◆ What you will do: Return each line from the entries below that contains the string "boot", matching case exactly.

(Dataset rows showing where objects appear)
☆ ☆ ☆ ☆ ☆ ☆ ☆
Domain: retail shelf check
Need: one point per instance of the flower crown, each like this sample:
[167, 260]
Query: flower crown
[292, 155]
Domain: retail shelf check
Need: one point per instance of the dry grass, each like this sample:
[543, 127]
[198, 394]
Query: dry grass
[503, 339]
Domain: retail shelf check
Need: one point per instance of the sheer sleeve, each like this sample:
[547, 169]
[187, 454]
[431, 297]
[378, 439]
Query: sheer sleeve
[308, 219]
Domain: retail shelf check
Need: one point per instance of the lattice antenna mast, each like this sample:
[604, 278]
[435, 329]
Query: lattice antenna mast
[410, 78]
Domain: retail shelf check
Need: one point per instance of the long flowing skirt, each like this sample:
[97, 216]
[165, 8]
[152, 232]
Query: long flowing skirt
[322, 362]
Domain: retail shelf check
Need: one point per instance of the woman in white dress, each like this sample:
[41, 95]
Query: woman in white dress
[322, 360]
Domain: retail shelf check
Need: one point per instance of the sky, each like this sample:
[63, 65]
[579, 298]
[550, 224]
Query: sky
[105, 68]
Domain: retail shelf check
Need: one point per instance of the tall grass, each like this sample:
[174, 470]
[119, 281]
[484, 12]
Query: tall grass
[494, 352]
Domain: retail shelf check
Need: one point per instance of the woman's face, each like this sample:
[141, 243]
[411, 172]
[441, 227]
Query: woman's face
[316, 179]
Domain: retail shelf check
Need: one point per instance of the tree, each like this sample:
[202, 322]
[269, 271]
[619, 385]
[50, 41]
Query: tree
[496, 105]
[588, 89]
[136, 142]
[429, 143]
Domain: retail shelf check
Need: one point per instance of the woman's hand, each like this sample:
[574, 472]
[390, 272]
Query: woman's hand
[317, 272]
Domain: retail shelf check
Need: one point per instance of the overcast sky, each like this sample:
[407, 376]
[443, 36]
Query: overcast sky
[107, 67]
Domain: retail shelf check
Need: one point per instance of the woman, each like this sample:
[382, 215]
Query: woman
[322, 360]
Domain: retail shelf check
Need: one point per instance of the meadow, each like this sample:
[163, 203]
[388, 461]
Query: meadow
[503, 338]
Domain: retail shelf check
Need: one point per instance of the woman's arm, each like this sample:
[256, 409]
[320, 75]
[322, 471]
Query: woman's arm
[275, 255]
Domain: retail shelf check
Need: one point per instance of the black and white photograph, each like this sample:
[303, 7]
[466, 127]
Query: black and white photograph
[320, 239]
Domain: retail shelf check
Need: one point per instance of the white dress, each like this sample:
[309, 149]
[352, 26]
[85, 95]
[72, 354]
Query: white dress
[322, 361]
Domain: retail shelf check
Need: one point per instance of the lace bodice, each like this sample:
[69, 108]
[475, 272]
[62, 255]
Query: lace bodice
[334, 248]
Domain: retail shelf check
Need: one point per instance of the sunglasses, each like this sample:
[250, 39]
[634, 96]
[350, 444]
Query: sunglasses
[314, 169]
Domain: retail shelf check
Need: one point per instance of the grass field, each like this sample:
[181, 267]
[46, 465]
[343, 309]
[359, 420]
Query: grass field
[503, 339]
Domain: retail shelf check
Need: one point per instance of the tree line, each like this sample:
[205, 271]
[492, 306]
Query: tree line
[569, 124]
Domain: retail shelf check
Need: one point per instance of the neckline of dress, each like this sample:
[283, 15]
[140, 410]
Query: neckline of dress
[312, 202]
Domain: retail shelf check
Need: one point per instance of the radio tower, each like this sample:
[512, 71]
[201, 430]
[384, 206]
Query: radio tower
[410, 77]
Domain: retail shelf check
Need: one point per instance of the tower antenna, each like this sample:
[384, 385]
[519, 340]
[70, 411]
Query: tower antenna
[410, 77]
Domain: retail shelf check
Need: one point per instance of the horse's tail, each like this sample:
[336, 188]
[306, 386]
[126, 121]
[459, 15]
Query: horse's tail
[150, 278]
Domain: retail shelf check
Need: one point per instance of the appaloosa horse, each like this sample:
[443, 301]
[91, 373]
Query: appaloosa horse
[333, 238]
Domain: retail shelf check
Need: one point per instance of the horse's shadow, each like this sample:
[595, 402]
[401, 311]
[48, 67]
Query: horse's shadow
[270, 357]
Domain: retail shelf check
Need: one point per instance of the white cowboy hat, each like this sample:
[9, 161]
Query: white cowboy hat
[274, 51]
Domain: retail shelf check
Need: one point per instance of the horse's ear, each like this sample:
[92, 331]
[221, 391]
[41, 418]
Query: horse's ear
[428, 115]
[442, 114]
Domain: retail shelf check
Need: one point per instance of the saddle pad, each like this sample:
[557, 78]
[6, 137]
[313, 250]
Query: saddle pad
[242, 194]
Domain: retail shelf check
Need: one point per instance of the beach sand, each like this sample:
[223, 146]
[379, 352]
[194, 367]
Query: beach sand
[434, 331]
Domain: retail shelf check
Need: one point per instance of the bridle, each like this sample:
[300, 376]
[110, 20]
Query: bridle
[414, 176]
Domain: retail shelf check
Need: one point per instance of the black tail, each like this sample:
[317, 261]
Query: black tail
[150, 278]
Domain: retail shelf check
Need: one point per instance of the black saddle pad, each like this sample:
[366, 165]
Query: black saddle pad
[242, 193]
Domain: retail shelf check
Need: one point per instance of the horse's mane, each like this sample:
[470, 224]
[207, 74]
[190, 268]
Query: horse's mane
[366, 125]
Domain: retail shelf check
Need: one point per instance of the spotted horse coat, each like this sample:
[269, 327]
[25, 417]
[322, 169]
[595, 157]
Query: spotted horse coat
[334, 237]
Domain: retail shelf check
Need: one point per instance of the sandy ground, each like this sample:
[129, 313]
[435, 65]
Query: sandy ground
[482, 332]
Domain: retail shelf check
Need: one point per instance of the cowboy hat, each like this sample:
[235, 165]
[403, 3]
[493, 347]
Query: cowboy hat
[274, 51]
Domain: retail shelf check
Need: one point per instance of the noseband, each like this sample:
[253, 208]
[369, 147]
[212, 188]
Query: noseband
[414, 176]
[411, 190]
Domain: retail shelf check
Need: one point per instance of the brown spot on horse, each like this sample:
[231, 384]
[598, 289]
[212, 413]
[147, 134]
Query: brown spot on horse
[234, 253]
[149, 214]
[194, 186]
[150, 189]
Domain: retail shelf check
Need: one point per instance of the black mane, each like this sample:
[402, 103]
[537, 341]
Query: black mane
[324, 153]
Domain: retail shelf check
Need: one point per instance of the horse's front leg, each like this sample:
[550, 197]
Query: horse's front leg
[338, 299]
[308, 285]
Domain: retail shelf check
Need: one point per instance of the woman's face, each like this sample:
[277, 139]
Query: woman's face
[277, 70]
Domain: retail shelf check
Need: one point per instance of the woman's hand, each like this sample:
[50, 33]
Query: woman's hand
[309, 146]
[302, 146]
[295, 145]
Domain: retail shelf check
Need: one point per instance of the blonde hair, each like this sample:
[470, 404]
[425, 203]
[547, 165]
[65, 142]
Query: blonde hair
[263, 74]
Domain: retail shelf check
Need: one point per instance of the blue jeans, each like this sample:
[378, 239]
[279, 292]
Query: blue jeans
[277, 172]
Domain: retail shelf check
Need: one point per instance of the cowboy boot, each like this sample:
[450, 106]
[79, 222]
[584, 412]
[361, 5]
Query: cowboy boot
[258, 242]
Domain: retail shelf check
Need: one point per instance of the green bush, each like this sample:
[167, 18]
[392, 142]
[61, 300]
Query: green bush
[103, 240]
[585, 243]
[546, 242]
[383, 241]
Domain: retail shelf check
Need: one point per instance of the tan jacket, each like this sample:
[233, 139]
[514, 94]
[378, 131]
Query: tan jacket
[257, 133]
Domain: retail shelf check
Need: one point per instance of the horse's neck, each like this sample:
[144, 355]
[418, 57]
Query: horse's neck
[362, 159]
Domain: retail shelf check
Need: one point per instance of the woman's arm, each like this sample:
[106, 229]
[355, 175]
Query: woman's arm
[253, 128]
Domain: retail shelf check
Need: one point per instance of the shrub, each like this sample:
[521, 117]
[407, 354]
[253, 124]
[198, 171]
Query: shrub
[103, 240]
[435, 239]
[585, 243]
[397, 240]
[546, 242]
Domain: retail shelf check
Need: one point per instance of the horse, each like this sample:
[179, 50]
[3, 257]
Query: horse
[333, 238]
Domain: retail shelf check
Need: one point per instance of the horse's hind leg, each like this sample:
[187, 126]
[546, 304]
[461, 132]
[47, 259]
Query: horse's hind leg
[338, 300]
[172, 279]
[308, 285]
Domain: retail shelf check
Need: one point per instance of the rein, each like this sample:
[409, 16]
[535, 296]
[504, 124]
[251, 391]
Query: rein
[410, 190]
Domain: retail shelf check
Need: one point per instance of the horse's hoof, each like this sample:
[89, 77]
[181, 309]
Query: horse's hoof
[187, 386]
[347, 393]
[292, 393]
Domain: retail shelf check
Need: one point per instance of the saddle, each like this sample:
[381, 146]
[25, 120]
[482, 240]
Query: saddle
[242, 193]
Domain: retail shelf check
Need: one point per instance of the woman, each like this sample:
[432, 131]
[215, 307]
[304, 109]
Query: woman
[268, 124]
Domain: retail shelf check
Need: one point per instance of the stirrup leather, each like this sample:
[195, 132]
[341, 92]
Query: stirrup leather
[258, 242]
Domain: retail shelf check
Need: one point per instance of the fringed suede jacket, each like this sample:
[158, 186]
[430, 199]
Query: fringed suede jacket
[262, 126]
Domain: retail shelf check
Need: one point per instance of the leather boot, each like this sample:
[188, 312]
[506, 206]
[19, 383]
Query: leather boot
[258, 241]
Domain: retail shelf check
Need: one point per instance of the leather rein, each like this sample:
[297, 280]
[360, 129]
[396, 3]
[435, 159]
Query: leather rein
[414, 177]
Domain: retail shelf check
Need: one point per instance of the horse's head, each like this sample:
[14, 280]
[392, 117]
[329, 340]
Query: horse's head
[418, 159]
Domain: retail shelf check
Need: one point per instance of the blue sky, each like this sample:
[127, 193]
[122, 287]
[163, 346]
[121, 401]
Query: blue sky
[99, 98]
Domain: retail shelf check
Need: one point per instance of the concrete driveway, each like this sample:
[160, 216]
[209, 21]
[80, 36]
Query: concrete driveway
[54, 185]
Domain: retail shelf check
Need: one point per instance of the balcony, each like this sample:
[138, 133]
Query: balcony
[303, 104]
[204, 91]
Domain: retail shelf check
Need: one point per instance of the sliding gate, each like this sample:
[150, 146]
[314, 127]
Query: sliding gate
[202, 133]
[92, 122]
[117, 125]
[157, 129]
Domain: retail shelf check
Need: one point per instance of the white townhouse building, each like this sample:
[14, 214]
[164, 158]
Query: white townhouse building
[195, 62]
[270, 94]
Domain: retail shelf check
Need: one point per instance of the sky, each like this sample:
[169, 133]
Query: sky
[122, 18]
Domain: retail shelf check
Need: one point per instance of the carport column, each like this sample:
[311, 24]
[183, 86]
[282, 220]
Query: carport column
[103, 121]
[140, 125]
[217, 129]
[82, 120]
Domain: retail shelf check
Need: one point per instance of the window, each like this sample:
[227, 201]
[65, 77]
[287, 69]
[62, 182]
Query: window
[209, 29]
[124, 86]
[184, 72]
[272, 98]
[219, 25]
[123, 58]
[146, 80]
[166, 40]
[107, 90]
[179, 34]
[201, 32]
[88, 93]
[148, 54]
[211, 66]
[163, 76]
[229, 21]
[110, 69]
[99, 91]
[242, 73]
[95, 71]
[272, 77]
☆ ☆ ☆ ☆ ☆ ☆ ☆
◆ Correct response:
Need: one point per instance of the cowboy boot, each like this sample:
Query: cowboy boot
Need: one point per instance of the leather boot, each like this sample:
Query: leather boot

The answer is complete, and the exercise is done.